◆ Goal: Output every line below as a numbered list, omitting blank lines and leaving out the pictures.
>> Start Record set
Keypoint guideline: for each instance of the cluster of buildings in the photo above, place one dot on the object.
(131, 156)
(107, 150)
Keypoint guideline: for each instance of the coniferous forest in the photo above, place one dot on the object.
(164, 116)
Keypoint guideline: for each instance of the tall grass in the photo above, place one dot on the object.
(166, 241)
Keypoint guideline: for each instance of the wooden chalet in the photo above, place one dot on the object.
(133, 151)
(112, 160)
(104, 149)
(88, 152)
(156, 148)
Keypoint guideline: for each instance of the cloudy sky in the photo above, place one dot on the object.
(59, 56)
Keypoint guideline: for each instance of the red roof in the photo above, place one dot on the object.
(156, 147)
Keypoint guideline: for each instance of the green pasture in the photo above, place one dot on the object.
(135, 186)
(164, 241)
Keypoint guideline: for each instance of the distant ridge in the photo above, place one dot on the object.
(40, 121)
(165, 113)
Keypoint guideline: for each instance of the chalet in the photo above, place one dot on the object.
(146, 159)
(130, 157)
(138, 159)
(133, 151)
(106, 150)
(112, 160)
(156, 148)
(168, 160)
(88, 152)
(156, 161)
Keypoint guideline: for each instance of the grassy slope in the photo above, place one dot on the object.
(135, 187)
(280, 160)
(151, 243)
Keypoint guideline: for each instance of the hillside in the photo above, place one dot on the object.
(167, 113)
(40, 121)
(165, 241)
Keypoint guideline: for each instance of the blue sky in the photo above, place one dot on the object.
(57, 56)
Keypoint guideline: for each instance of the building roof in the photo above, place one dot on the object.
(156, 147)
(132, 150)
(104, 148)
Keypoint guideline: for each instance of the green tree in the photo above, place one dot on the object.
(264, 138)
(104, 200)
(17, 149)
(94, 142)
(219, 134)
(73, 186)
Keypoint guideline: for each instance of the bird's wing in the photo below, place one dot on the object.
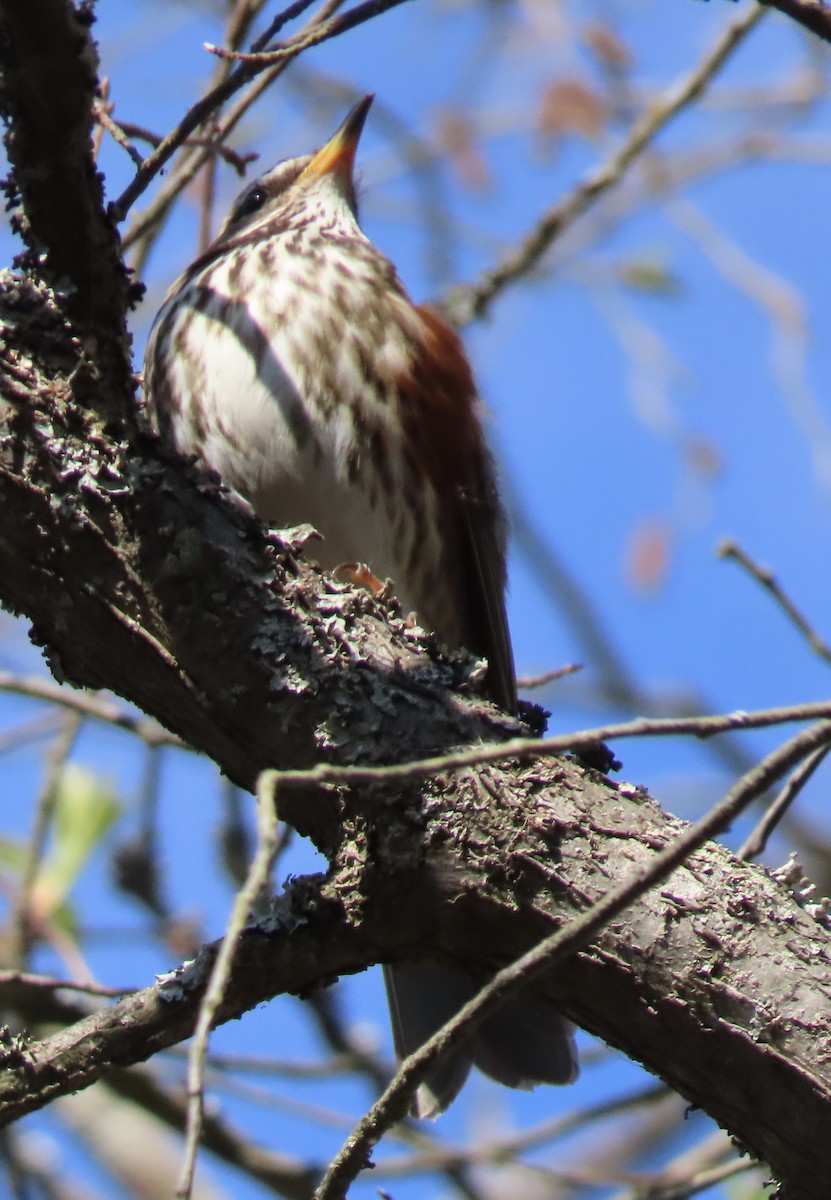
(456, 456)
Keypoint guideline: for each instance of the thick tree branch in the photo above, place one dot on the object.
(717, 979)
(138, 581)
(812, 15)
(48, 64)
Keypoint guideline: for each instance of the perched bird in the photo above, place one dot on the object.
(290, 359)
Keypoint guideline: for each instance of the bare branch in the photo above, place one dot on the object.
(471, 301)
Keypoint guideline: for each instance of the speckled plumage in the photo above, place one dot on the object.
>> End Record set
◆ Written response:
1. Keypoint guideline: for each instance of the cluster of buildings in the photo above, place one dot on the object.
2. (131, 156)
3. (107, 150)
4. Keypoint guideline: for each instance of the coniferous forest in the photo above, place one dot on the object.
5. (164, 116)
6. Keypoint guideline: for each instance of the tall grass in the photo above, place one dot on the object.
7. (166, 241)
8. Keypoint guideline: for each instance of the wooden chalet in the photo above, place one dot on the object.
9. (133, 151)
10. (112, 160)
11. (104, 149)
12. (88, 152)
13. (156, 148)
14. Keypoint guideline: for each instance of the cloudy sky in the photo above, place one dot on the object.
15. (59, 56)
16. Keypoint guideline: for each instance of the red roof in the photo above, place one dot on the object.
17. (156, 147)
18. Keypoint guideline: for each instance of the green pasture in the photo above, place one dot on the object.
19. (135, 186)
20. (164, 241)
21. Keypoint guideline: for each instance of the distant ridge in the photo above, place one dot on the object.
22. (40, 121)
23. (165, 113)
24. Keypoint guideline: for each instance of the chalet in the photo above, place one dot on the object.
25. (146, 159)
26. (130, 157)
27. (138, 159)
28. (133, 151)
29. (106, 150)
30. (112, 160)
31. (156, 148)
32. (168, 160)
33. (88, 152)
34. (156, 161)
35. Keypoint guideline: for each instance of the grassy slope in the photo above, place one dot on the object.
36. (135, 187)
37. (280, 160)
38. (151, 243)
39. Keypoint guideline: for each instance of the hillside in the photo above, place one dot on the object.
40. (167, 113)
41. (40, 121)
42. (165, 241)
43. Keypoint guideline: for each instance of the blue sky in the photo above, place one dot on the object.
44. (57, 56)
45. Keypoint guideline: for each instance of the building roof in the photo above, place one dot on the object.
46. (156, 147)
47. (132, 150)
48. (104, 148)
49. Keypoint guideline: for each instance of the green tree in the photo above, place one dot on the object.
50. (264, 138)
51. (104, 200)
52. (17, 149)
53. (94, 142)
54. (219, 134)
55. (73, 186)
56. Keypoint guideline: for each instance of the bird's wing in the photo below, place one dot on the object.
57. (456, 456)
58. Keypoint guideline: for each instance of the thick tree branch in the photo above, place one dot on the object.
59. (717, 979)
60. (138, 581)
61. (812, 15)
62. (48, 64)
63. Keypoint guideline: for each instance of the perched bird in the photo above, place one dot on the object.
64. (290, 359)
65. Keypoint guideline: for each instance of the bare branch in the photo above, place one dot on the object.
66. (471, 301)
67. Keypoint guideline: for each instance of the speckled plumage in the photo above, place one dot on the object.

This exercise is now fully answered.